#### LISTE DES DONNÉES

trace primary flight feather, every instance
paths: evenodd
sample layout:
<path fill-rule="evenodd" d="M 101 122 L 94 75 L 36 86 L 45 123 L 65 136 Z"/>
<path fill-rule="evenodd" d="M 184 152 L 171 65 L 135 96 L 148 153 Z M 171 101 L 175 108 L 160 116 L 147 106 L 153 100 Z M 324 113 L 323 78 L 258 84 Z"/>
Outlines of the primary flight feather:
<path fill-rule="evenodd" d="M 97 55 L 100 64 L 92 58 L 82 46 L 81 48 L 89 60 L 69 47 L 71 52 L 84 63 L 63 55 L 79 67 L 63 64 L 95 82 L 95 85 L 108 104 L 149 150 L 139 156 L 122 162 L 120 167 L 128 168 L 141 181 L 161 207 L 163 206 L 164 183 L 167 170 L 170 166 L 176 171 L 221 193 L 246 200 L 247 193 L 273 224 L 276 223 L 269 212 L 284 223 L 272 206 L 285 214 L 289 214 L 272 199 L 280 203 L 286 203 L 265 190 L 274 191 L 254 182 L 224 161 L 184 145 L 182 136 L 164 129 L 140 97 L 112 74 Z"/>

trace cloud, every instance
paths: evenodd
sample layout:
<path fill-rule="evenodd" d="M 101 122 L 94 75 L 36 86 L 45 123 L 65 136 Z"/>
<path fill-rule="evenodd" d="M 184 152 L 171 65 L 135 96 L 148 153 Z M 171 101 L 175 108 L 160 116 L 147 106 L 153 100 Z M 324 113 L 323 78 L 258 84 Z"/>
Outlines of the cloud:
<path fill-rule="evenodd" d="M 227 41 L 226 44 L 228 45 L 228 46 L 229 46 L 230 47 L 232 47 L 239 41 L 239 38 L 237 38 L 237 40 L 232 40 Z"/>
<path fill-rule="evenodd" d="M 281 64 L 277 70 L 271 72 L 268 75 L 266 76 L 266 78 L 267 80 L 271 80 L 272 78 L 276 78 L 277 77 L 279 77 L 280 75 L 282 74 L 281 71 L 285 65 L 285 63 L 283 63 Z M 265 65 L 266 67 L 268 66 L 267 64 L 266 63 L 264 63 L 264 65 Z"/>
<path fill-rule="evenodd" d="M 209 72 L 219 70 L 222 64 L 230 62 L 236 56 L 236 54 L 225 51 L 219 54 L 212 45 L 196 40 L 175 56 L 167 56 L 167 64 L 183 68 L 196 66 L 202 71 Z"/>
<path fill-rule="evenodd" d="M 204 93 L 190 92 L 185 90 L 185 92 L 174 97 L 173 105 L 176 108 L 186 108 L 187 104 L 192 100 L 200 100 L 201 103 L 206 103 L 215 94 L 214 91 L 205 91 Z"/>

########

[CONSIGNE]
Réécris l'ensemble de ces données en CSV à deux colonnes, texte et reponse, avec une ligne pour chaque texte et sa réponse. Mets chaque champ entre guillemets et remplace les sauts de ligne par des espaces.

[RÉPONSE ATTENDUE]
texte,reponse
"trace primary flight feather, every instance paths: evenodd sample layout: <path fill-rule=""evenodd"" d=""M 101 122 L 94 75 L 36 86 L 45 123 L 65 136 Z""/> <path fill-rule=""evenodd"" d=""M 184 152 L 171 65 L 135 96 L 148 153 Z M 171 101 L 175 108 L 160 116 L 147 106 L 153 100 Z M 324 113 L 323 78 L 258 84 Z""/> Outlines of the primary flight feather:","<path fill-rule=""evenodd"" d=""M 97 55 L 100 64 L 92 58 L 82 46 L 81 48 L 89 60 L 69 47 L 71 52 L 84 63 L 63 55 L 79 67 L 63 64 L 95 82 L 95 85 L 108 104 L 149 150 L 139 156 L 122 162 L 120 167 L 128 168 L 141 181 L 161 207 L 163 206 L 164 183 L 167 170 L 170 166 L 176 171 L 221 193 L 246 200 L 247 193 L 273 224 L 276 223 L 269 212 L 284 223 L 272 206 L 285 214 L 289 214 L 272 199 L 280 203 L 286 203 L 265 190 L 274 191 L 254 182 L 224 161 L 184 145 L 182 136 L 164 129 L 140 97 L 112 74 Z""/>"
"trace cloud, every instance paths: evenodd sample layout: <path fill-rule=""evenodd"" d=""M 101 122 L 94 75 L 36 86 L 45 123 L 65 136 Z""/> <path fill-rule=""evenodd"" d=""M 184 152 L 171 65 L 135 96 L 148 153 Z M 171 101 L 175 108 L 160 116 L 147 106 L 153 100 Z M 324 113 L 323 78 L 258 84 Z""/> Outlines of the cloud:","<path fill-rule=""evenodd"" d=""M 227 41 L 226 44 L 228 45 L 228 46 L 229 46 L 230 47 L 232 47 L 239 41 L 239 38 L 237 38 L 237 40 L 232 40 Z""/> <path fill-rule=""evenodd"" d=""M 281 64 L 277 70 L 271 72 L 268 75 L 266 76 L 266 78 L 267 80 L 271 80 L 272 78 L 276 78 L 277 77 L 279 77 L 280 75 L 282 74 L 281 71 L 285 65 L 285 63 L 283 63 Z M 265 65 L 266 67 L 268 66 L 267 64 L 266 63 L 264 63 L 264 65 Z""/> <path fill-rule=""evenodd"" d=""M 209 72 L 219 70 L 222 64 L 230 62 L 236 56 L 236 54 L 225 51 L 219 54 L 212 45 L 196 40 L 175 56 L 167 56 L 167 64 L 183 68 L 196 66 L 202 71 Z""/> <path fill-rule=""evenodd"" d=""M 204 93 L 190 92 L 185 90 L 185 92 L 174 97 L 173 105 L 176 108 L 186 108 L 187 104 L 192 100 L 200 100 L 201 103 L 206 103 L 215 94 L 214 91 L 205 91 Z""/>"